──────── Recorded data

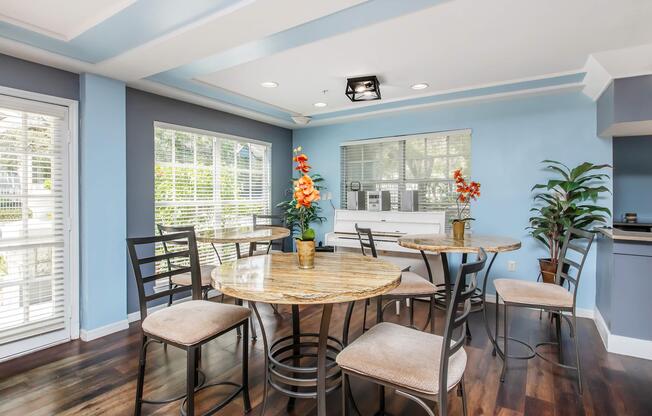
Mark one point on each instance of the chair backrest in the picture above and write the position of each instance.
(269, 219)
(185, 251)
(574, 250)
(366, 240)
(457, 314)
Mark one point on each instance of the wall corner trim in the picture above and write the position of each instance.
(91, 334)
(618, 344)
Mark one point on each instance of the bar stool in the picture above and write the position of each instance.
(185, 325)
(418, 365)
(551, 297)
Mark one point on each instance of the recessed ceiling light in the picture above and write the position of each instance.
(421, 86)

────────────────
──────── Recorded data

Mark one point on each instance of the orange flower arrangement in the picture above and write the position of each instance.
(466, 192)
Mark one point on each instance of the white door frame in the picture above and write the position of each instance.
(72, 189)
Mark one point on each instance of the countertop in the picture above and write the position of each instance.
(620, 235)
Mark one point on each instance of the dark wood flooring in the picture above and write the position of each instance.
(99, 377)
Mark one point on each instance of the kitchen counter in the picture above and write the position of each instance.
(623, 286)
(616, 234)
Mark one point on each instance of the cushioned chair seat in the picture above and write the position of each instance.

────────────────

- _Activity_
Return, unchanged, the run of lines above that opens with the line containing "Mark one point on each instance of the dark" and closes with the line containing "Mark one point on each instance of the cushioned". Include both.

- _Solution_
Mark one point on each instance of the dark wood flooring in the picture above and write the position of each instance.
(99, 377)
Mark one point on each instance of the kitchen counter in the picture above and write the position of each instance.
(623, 286)
(616, 234)
Mark one point on each instance of the cushioned chair seat in the picture above and write the position of each instance.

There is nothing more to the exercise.